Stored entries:
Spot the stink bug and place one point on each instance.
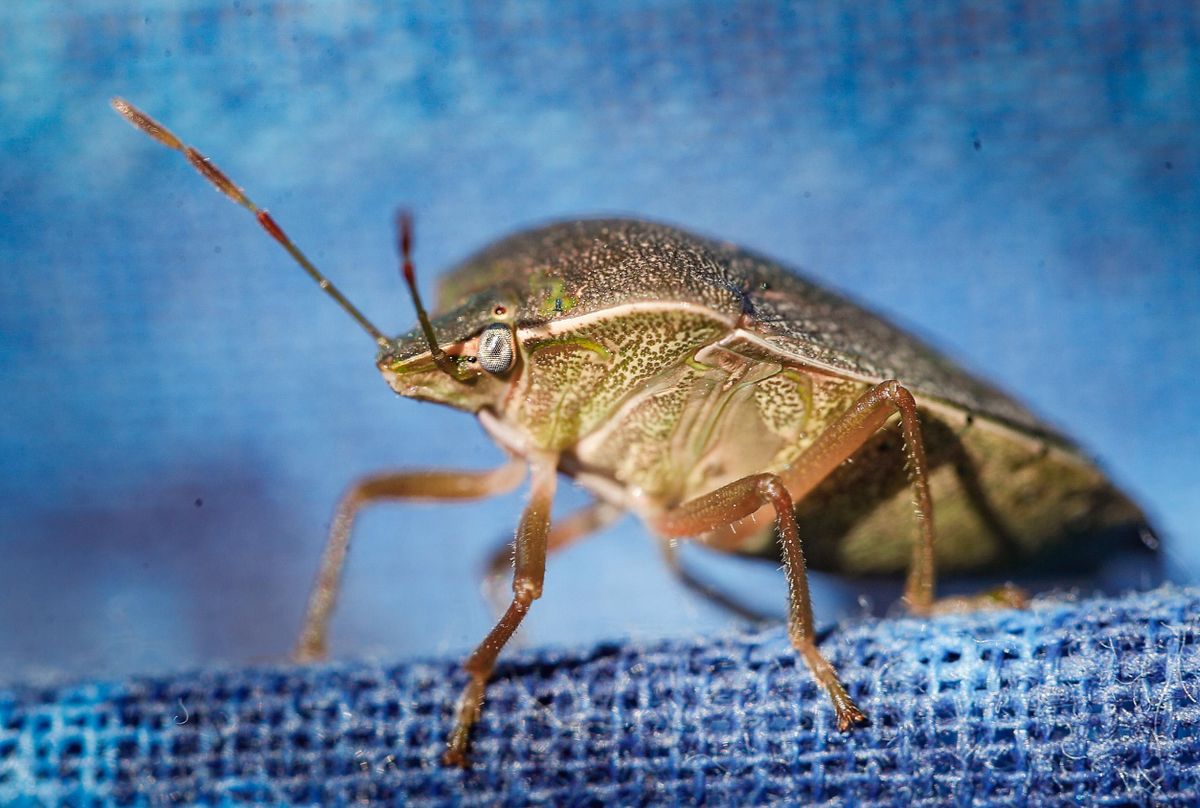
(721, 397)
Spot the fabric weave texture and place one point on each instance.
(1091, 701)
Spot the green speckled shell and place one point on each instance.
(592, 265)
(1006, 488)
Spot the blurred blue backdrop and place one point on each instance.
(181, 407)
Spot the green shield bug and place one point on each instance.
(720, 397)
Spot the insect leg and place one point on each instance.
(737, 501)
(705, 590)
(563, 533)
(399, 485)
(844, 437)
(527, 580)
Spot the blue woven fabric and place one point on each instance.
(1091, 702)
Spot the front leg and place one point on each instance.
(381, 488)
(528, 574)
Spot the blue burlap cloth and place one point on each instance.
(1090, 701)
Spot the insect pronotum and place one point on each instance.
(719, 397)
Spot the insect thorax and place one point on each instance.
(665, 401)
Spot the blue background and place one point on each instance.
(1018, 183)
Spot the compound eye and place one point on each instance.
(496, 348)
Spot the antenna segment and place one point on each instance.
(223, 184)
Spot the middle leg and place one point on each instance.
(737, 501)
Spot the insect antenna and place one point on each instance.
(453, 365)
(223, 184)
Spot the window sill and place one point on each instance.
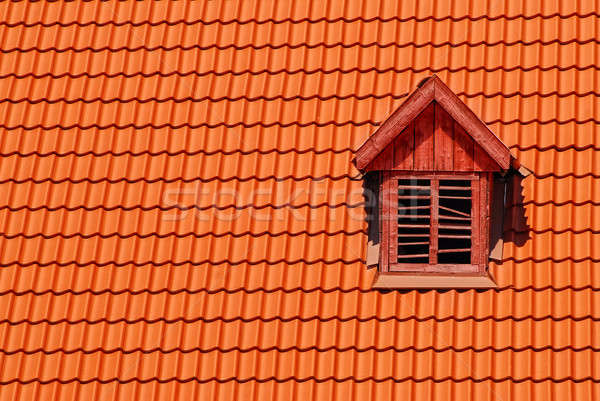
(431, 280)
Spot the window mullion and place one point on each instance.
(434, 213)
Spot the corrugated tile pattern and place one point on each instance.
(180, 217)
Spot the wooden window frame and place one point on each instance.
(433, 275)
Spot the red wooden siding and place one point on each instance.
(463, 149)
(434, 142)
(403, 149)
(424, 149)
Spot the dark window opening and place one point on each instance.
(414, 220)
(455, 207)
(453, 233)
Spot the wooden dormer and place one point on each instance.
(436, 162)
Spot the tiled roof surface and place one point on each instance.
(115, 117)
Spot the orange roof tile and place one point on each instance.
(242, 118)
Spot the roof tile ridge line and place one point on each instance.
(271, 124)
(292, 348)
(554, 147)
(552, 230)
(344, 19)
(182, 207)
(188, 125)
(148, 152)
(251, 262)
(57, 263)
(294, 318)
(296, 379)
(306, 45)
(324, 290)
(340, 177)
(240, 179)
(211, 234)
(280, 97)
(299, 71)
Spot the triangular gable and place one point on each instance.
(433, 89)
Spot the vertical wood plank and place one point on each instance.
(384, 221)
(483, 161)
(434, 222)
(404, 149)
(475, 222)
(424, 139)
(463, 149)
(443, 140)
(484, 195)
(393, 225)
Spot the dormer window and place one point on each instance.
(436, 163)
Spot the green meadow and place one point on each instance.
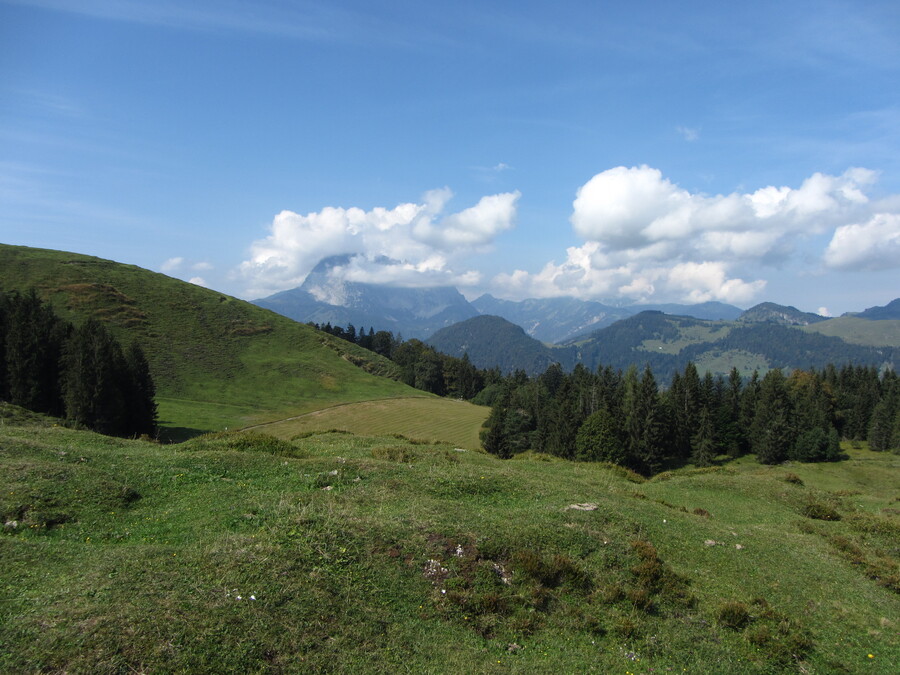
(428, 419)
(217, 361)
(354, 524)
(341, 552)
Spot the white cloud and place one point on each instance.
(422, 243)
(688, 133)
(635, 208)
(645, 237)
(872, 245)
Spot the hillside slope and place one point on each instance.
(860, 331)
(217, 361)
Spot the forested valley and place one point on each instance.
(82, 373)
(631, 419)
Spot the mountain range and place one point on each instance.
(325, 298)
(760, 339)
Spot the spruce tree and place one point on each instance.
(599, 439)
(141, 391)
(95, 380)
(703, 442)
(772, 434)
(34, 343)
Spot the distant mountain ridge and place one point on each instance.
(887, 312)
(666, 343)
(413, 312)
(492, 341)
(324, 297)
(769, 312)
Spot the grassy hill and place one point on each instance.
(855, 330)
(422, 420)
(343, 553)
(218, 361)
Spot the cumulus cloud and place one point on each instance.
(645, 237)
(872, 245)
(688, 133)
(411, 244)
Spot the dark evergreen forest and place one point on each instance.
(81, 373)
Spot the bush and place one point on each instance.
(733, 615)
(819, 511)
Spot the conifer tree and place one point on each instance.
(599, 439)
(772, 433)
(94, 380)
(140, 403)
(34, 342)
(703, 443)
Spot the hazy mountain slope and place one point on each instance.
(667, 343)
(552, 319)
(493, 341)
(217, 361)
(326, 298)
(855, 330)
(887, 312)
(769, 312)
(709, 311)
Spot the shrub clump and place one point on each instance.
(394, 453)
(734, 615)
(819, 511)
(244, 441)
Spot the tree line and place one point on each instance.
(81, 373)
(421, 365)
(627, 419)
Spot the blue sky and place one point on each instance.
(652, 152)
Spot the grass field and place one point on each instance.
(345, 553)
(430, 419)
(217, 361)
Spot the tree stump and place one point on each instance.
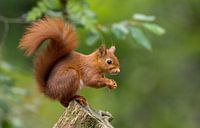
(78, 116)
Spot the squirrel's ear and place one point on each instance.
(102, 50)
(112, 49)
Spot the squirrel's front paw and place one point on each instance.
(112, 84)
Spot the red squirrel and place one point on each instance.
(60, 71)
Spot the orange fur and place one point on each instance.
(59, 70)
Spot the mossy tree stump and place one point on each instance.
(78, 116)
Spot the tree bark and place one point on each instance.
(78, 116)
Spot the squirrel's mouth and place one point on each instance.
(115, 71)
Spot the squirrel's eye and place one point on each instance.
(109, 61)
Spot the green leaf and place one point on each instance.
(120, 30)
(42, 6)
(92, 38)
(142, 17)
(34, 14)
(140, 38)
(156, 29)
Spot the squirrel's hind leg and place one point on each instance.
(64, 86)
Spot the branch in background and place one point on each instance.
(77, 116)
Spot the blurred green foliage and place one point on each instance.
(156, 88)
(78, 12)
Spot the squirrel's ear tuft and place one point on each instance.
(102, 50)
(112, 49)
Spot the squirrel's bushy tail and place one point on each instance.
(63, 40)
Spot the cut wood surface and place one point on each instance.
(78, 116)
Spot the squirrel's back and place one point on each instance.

**PROBLEM REQUIREMENTS**
Reproduce the lines above, starting with the line containing "Spot the cut" and going on through the last line, and raise every coordinate value by 31.

**TASK RESPONSE**
Spot the cut wood surface and place one point on each instance.
(109, 147)
Spot the squirrel's back and place one point on each instance.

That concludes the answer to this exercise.